[Region pointing data]
####################
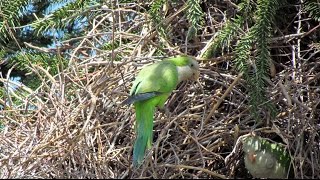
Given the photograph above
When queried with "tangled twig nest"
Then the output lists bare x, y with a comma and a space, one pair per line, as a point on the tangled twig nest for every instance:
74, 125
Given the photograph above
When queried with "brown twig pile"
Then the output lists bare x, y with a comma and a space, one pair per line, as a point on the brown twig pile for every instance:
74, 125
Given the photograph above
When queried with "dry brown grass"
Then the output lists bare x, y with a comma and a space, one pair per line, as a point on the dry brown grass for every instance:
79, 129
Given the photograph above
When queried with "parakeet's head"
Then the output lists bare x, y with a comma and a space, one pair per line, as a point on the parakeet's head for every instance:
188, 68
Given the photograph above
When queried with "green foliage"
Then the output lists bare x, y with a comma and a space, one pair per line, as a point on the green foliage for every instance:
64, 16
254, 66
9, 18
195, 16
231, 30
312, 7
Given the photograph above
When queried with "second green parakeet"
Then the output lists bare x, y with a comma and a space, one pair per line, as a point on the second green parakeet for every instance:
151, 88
####################
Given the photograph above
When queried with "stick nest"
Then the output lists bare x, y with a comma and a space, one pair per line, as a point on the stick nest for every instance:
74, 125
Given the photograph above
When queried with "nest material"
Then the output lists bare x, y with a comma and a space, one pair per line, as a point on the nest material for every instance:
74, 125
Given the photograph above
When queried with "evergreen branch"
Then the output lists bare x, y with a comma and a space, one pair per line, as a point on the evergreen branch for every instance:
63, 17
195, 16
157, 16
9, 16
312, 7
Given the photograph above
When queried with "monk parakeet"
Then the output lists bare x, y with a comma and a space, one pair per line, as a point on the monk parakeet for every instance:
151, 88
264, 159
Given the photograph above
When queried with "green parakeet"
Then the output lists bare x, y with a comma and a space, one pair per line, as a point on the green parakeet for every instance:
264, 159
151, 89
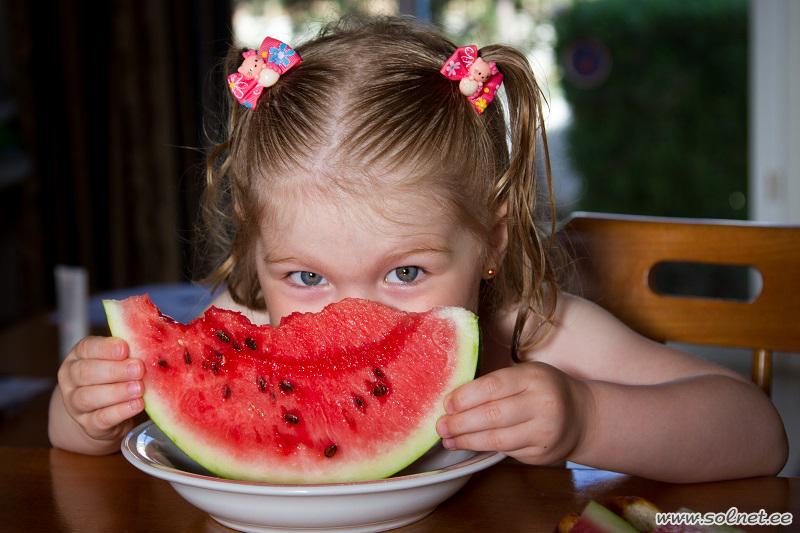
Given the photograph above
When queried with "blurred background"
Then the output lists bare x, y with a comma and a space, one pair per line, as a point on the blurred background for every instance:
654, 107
####################
__EXERCISE DETAILS__
Reproduce each line of the records in which the string "When" appears.

__RESPONSE__
When queried with "tangled twig nest"
When queried with "brown twig pile"
When queried with "dry brown grass"
When queried with "parakeet's head"
When queried with "green foliage"
When queried with "second green parakeet"
When queried with "stick nest"
When queried with "nest material"
When queried with "evergreen branch"
When queried with "monk parakeet"
When queried with "green parakeet"
When queried with "blurred background"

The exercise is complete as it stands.